Congress has repeatedly prohibited the use of federal funds for political activities and has made it a criminal offense for federal officials to spend appropriated funds to encourage grass-roots lobbying: "No part of the money appropriated by any enactment of Congress shall, in the absence of express authorization by Congress, be used directly or indirectly to pay for any personal service, advertisement, telegram, telephone, letter, printed or written matter, or other device, intended or designed to influence in any manner a member of Congress, to favor or oppose, by vote or otherwise, any legislation or appropriation by Congress, whether before or after the introduction of any bill or resolution proposing such legislation or appropriation."

In addition, many appropriation bills typically contain riders that also ban the use of tax dollars for partisan politics. The U.S. Supreme Court has ruled that a person cannot be required "to contribute to the support of an ideological cause he may oppose." Despite such legal prohibitions, tax-funded politics, as we shall see, runs rampant at NCI.

Beyond the illegality and impropriety of tax-funded politics lies a more fundamental constitutional issue with regard to the role of government in society. Tax-funding of partisan politics--for whatever cause--erodes our system of government, as is evident from some of the comments made by James Madison in The Federalist Papers, the philosophical justification for the U.S. Constitution.

As Madison wrote in Federalist no. 10, the purpose of the Constitution was to constrain special interest politics, or what he called "the violence of faction." "Among the numerous advantages promised by a well-constructed union," he wrote, "none deserves to be more accurately developed than its tendency to break and control the violence of faction." Governments throughout history that failed to do this introduced "instability, injustice and confusion into public life" which are "the mortal diseases under which popular governments have everywhere perished." Indeed, the very reason for composing The Federalist Papers, in Madison's mind, was "to secure the public good and private rights against the danger of ... faction." This, said Madison, "is then the great object to which our inquires are directed."

Tax-funded politics by the NCI--or any other government agency--is part of an ongoing process in which our government has not only failed to restrain "the violence of faction," but actively subsidizes it with taxpayers' dollars. Because government cannot finance every special interest group on all sides of every issue, it must necessarily choose sides (usually the side that increases the size, scope, and power of government). In doing so it is encouraging the increasing distrust of government and, as Madison explained, "a widespread sense of injustice."

Whenever government enters a political debate on one side it has the power and resources to drown out all opposing voices. Government funding of "information" may sound innocuous but, as we discuss in later chapters, it can also have the insidious effect of stifling legitimate political debate. Tax-funded politics is a poison injected into the very heart of Constitutional government.

Records shown:

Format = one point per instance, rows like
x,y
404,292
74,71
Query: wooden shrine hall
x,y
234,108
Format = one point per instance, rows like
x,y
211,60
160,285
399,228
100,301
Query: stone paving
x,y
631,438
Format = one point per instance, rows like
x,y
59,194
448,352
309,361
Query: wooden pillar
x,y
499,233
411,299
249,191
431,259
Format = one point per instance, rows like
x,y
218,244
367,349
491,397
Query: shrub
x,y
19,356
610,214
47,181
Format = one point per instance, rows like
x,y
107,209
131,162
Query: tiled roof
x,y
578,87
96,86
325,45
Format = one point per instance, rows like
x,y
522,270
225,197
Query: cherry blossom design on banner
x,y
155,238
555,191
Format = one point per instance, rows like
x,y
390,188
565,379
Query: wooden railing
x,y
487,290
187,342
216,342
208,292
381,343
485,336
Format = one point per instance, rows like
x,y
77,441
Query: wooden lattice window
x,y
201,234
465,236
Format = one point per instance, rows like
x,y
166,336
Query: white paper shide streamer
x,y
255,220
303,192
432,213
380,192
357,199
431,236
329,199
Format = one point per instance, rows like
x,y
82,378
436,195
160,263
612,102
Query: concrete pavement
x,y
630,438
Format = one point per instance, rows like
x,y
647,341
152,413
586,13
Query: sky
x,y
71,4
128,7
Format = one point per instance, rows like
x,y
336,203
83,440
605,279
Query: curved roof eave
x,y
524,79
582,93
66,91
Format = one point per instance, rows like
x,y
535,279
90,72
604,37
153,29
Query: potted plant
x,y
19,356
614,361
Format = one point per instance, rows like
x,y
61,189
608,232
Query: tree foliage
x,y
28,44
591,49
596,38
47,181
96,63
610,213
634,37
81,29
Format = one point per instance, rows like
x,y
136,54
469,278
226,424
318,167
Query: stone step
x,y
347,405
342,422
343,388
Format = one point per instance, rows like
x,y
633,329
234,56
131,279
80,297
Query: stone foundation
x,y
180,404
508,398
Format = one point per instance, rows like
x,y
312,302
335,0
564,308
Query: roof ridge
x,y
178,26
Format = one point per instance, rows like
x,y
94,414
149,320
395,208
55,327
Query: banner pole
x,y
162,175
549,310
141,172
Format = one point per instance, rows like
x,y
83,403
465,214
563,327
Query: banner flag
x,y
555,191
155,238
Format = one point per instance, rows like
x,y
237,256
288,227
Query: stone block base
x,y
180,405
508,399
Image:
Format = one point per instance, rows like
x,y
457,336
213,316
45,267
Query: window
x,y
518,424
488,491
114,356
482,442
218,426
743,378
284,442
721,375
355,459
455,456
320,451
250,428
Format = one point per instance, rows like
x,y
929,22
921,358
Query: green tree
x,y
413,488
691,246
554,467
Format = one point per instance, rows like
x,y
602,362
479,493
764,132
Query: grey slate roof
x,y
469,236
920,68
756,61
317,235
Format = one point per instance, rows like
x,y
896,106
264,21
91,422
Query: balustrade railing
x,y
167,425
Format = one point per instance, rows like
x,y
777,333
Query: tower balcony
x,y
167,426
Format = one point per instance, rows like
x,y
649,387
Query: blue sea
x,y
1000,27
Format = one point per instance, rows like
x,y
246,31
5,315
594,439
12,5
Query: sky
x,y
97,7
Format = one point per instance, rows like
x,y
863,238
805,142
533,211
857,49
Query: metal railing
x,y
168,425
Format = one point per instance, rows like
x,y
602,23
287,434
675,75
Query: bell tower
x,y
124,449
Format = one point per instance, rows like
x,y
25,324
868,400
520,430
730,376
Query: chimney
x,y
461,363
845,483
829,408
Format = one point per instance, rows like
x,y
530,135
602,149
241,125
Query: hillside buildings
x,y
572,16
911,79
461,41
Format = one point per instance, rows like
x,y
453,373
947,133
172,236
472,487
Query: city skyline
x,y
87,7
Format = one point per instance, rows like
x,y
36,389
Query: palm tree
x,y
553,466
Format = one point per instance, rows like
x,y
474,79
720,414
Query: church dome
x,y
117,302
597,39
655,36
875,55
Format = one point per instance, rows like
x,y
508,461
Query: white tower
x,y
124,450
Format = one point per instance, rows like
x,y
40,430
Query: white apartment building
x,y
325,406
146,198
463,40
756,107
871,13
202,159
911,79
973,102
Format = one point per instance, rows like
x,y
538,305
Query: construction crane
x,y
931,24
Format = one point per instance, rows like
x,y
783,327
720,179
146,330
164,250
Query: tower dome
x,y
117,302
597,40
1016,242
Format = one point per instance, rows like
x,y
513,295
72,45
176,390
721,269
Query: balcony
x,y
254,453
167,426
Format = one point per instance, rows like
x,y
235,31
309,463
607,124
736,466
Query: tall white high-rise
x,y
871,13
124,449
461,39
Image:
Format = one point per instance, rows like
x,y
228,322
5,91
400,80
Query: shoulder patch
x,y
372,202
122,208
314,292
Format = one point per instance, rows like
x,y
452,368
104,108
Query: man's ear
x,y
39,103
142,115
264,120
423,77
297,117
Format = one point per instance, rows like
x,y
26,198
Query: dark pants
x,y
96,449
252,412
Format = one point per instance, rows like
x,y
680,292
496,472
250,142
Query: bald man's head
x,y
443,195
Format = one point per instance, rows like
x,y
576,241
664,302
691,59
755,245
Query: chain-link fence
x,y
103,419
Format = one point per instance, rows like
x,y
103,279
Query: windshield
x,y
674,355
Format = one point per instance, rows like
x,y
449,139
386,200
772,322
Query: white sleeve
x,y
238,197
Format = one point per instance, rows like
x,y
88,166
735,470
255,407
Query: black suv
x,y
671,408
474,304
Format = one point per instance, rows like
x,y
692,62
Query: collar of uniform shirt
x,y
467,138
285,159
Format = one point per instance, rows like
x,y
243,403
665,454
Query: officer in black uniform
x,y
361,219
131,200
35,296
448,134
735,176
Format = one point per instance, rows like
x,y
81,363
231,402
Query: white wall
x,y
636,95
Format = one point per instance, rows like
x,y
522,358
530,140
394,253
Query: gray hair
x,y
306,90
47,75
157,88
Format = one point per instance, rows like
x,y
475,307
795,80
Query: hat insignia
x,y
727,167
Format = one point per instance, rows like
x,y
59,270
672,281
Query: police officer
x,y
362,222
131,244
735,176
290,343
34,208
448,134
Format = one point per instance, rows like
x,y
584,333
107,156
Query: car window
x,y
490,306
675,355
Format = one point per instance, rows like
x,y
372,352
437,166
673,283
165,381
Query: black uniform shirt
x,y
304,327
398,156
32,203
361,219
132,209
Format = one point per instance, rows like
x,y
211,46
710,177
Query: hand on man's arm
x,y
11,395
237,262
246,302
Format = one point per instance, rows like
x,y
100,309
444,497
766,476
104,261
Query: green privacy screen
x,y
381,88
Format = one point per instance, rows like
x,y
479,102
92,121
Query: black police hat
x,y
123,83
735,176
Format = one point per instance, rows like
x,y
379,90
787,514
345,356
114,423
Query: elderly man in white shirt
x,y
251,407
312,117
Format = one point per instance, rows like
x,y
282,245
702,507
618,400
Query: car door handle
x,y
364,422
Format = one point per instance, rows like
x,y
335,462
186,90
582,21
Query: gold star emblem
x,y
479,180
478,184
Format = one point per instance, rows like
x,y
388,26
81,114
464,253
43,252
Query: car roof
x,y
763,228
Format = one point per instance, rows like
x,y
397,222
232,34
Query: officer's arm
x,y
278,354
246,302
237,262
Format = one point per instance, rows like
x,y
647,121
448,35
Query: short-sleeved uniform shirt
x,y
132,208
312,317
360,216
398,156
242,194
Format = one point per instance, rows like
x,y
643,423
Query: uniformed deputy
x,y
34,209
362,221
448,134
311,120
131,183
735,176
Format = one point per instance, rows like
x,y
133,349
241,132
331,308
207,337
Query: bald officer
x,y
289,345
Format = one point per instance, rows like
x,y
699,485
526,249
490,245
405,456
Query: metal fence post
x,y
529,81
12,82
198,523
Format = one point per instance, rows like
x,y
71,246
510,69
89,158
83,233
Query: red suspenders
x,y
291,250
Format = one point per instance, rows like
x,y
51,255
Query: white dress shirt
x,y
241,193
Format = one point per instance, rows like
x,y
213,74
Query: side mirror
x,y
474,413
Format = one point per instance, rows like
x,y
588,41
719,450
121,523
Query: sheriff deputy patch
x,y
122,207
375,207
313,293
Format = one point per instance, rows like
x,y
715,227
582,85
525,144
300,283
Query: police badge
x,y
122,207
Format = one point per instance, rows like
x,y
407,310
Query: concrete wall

Work order 1:
In the passage on tax-funded politics, rewrite the paragraph beginning "Tax-funded politics by the NCI" as a bulleted list. Keep its main facts.
Work order 2:
Answer these questions from the passage on tax-funded politics:
(a) According to the U.S. Supreme Court ruling cited, what cannot a person be required to do?
(b) In which Federalist paper did Madison write that the Constitution's purpose was to constrain "the violence of faction"?
(c) What does government have the power and resources to do whenever it enters a political debate on one side?
Work order 3:
Pick up the passage on tax-funded politics after its final sentence and continue it.

Written answer 1:
- Tax-funded politics by the NCI or any other government agency is part of an ongoing process. In it, government has failed to restrain "the violence of faction" and actively subsidizes it with taxpayers' dollars.
- Government cannot finance every special interest group on all sides of every issue, so it must choose sides. It usually picks the side that increases its own size, scope, and power.
- This encourages growing distrust of government and, as Madison explained, "a widespread sense of injustice."

Written answer 2:
(a) A person cannot be required "to contribute to the support of an ideological cause he may oppose."
(b) Federalist no. 10.
(c) It can drown out all opposing voices.

Written answer 3:
This is also a study of bureaucratic empire building of the sort described in the literature on public choice theory. That theory--for which James M. Buchanan was awarded the Nobel Prize in Economics in 1986--employs methodological individualism in its analysis of governmental and other "nonmarket" institutions. All individuals are said to act in their own best interest, as they see it. Politicians, bureaucrats, voters, and special-interest groups are all modeled as self-interested actors and their behavior will only be in "the public interest" as a matter of coincidence. Virtually all politics is special-interest politics, according to public choice theory. This body of thought is very similar to the thinking of the founding fathers, especially Madison and Jefferson. James Buchanan himself has often said that public choice theory is nothing more than the ideas of the founders expressed in the language of contemporary economic theory and methodology.

Public choice theory holds that since all people behave in their own self-interest, differences in behavior of decision makers in the private and public sectors is primarily determined by the different kinds of incentives they face in their respective roles. Thus, "bad" governmental decisions are not necessarily the result of their being made by "bad" people; they are more likely than not just responding to a rather perverse set of incentives. For example, virtually every government agency goes on a spending binge at the end of every fiscal year. The spending may not be necessary to achieve the agency's objectives, but it nevertheless takes place because, if it didn't, the agency head knows that he or she will have a more difficult time procuring the same budget (or a larger one) next year. And the agency head's motives may be purely public spirited: he or she may sincerely want to promote "the public interest" as he or she sees it, and it takes money to do that. One important implication of this kind of analysis is that simply replacing one set of political decision makers with another may not make much of a difference unless the underlying incentive structure is improved.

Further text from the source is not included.